-- start DATASET EXTRACT --

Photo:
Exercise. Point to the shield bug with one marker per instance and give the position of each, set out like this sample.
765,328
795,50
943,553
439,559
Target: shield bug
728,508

-- end DATASET EXTRACT --
-- start DATASET EXTRACT --

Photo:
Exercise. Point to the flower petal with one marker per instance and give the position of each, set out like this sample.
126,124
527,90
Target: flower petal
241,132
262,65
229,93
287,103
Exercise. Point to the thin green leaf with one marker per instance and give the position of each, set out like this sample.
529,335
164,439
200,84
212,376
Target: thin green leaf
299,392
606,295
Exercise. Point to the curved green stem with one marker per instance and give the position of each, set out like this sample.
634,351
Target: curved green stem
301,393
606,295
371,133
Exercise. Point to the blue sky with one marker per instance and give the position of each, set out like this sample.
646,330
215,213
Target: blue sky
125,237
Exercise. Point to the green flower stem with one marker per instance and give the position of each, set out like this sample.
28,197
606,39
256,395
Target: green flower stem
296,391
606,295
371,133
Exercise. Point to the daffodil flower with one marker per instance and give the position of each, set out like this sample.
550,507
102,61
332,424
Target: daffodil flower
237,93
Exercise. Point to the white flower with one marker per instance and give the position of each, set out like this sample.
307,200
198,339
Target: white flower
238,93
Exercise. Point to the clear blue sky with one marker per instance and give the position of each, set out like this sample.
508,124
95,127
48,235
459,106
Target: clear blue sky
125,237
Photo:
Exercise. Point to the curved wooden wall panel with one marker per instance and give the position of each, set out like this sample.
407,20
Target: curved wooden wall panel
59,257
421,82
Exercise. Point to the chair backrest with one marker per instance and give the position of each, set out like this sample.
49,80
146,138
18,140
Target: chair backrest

-- end DATASET EXTRACT --

Extract each line from the items above that contains the string "stem". Case is significant.

Exercise. Point to the curved green stem with one marker per instance and give the position of each, set out like this sample.
Target: curved green stem
Exercise. Point to the green flower stem with one marker per instance and give the position of each, set out like this sample.
Target: green flower stem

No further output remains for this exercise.